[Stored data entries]
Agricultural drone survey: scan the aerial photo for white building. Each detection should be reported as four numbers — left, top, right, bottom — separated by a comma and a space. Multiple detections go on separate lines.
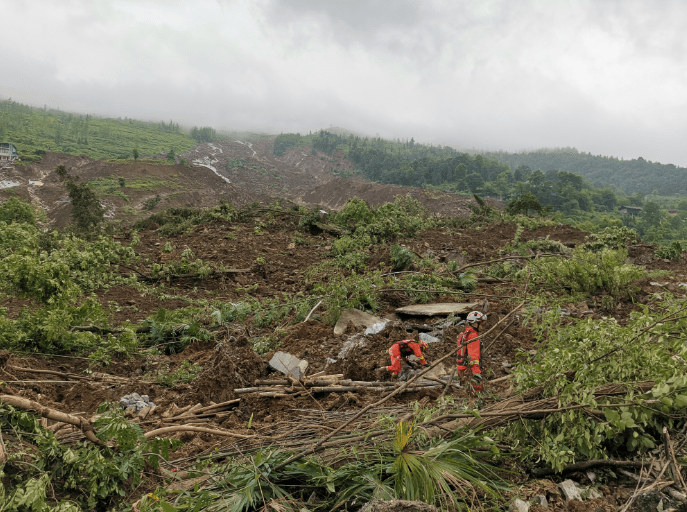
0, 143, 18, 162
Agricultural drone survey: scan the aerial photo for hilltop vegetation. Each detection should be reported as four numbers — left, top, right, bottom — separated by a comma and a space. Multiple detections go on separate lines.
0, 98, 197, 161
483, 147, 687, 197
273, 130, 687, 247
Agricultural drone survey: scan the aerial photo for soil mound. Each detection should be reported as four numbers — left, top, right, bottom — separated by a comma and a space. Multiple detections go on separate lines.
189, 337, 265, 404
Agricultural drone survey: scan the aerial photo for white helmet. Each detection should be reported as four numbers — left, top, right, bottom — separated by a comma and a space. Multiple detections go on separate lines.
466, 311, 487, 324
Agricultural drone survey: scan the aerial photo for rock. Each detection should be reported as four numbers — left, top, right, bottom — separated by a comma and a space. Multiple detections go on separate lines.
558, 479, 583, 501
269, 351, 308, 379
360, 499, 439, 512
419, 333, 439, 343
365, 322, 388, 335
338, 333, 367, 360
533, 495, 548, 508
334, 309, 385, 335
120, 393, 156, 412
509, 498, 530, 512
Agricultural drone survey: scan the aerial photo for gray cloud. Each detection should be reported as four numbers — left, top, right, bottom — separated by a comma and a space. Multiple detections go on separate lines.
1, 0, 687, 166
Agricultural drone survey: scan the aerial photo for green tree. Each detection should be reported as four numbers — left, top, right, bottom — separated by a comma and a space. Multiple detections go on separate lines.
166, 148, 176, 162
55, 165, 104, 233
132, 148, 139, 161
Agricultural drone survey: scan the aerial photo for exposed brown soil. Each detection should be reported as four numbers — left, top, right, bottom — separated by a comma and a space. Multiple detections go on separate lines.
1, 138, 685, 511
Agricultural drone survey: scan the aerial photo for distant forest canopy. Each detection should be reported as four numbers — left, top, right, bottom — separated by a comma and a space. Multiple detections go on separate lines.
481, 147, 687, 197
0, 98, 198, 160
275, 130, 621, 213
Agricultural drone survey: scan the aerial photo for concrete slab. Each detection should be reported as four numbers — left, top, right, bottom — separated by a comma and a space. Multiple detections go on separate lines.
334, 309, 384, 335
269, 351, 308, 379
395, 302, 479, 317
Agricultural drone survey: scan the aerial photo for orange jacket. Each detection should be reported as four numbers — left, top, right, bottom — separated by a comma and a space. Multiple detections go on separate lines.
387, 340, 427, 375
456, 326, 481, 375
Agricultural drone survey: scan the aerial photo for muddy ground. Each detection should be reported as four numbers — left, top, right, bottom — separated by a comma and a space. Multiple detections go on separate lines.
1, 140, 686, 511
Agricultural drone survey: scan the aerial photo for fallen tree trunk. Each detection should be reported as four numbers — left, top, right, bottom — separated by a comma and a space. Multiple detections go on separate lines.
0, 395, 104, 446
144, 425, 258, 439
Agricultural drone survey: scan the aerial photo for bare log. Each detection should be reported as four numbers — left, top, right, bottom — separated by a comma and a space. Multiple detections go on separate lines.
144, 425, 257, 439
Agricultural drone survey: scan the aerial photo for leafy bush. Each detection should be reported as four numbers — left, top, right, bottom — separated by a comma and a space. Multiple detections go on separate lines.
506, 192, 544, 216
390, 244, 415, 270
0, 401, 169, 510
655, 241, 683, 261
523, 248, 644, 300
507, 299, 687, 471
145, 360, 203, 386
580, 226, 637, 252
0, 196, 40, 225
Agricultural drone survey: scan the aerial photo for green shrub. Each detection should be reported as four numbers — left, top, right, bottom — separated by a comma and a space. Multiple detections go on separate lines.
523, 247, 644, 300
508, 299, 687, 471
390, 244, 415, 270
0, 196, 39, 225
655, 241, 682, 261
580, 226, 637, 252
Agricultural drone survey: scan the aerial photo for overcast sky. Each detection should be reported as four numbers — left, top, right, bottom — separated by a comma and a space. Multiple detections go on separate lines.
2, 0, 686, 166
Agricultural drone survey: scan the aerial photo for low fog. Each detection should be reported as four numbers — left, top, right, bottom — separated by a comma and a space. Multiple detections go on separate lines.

(Task brief):
Transcribe each entry above character for character, omitting pictures.

(Problem solution):
Agricultural drone survey: scan the aerial photo for white building. Each detection should be reported as four numbers — left, top, right, bottom — separated by a comma and a space. Multiple detections go on separate lines.
0, 143, 18, 162
Agricultural drone survey: scan the aerial photo for hilltop vegetation. Each detection should be reported as four numbers — left, top, right, bottom — separated by a comma and a space. Multiple detections go on separate lines.
0, 98, 197, 161
483, 147, 687, 197
273, 130, 687, 247
Agricultural drone survey: scan the aerial photo for soil mound. Each detection should be reported as four numbers — left, top, right, bottom — separated by a comma and a space. Multiple detections go on separate lines.
189, 337, 265, 404
Agricultural drone survey: scan the aerial photo for white helmet. Each detection should be reported as four numbers — left, top, right, bottom — separated by a comma and a space. Multiple detections go on separate lines.
466, 311, 487, 324
Agricultural drone survey: scan the aerial photo for rock. Each detection should be reported as four numbers — left, top, right, bottom — separated by a comma and a space. Multiple detections go on separate lines.
558, 479, 583, 501
269, 351, 308, 379
360, 499, 439, 512
419, 333, 439, 343
365, 322, 388, 335
338, 333, 367, 360
533, 495, 548, 508
334, 309, 385, 335
120, 393, 156, 412
509, 498, 530, 512
Agricultural drone survey: scan the aerial photo for gray cloud. Each detection should be reported as four numbers — left, top, right, bottom — separated by a comma and a space. Multiple detections go on separate lines.
1, 0, 687, 166
Agricultural drone survey: scan the aerial photo for green tree. Each detection should be reported as four numbers — left, top, right, bottom — separated by a comma and a space. Multiple detections go on separate lines.
166, 148, 176, 162
55, 165, 104, 233
132, 148, 139, 161
Agricultural drone survey: scan the aerial photo for exposed brown soil. Each detection should be reported as four numbers — left, top, right, bottom — separated by a comma and a space. Multiple detections go on separate lines.
1, 138, 685, 511
Agricultural drone survey: scan the aerial photo for distant forest canopy. Each detection should be reported as four numbers — left, top, right, bottom — separated by a comma and a space. Multiple detections go on separate lines.
481, 147, 687, 197
0, 98, 198, 160
275, 130, 621, 213
Agricultural drone survey: scan the aerial photo for concrete slab. Each detection should be reported as four numbers — left, top, right, bottom — separated by a comma and a space. Multiple detections go on separate lines.
334, 309, 384, 335
269, 351, 308, 379
395, 302, 479, 317
Agricultural drone survey: scan the aerial photo for orange jacket. Each detection should be reported as four numbers — left, top, right, bottom — separated by a comma and a space. Multiple detections go on separate lines.
387, 340, 427, 375
456, 326, 481, 375
Agricultural drone survey: scan the aerial photo for muddy ground. Each detection should be reported as four numbers — left, top, right, bottom — separated by a comma and a space. Multiple detections go on separate lines.
1, 140, 686, 511
Agricultural drone survey: scan the aerial photo for fallen tree trunk. Each detection should be reported as four numbers — left, top, right, bottom — separated by a comma and a space. Multiple detections go on separate lines.
0, 395, 104, 446
144, 425, 258, 439
Agricultural drone survey: scan the aerial photo for bare log. Each detection should be reported as four numbers — left, top, right, bottom — separated by a comma and a space. Multiple detections go on separate lines.
144, 425, 257, 439
Agricultural drone survey: scan the aerial photo for leafy bush. Each detection should be reported as four numbers — left, top, right, bottom — separated by a comma and a space. Multiple detections go on separate lines.
506, 192, 544, 216
390, 244, 415, 270
0, 401, 169, 510
655, 241, 683, 261
523, 248, 644, 300
507, 299, 687, 471
145, 360, 203, 386
580, 226, 637, 252
0, 196, 40, 225
Agricultural drone survey: scan the aerial photo for green shrub. Each detection should be reported as four numbers — left, top, right, bottom — separated by a comma and a space. Multiple detections go on separate lines.
523, 247, 644, 300
508, 299, 687, 471
390, 244, 415, 270
0, 196, 39, 225
655, 241, 682, 261
580, 226, 637, 252
Agricultural drone survey: scan the aerial photo for overcast sky. Each detection should be reported as four numbers — left, top, right, bottom — separated by a comma and a space. Multiple detections go on separate lines.
2, 0, 686, 166
Agricultural drone survey: scan the aerial photo for low fog. Each detection should be reported as four numbers — left, top, right, bottom — separated by a comma and a space. Multiple detections go on separate lines.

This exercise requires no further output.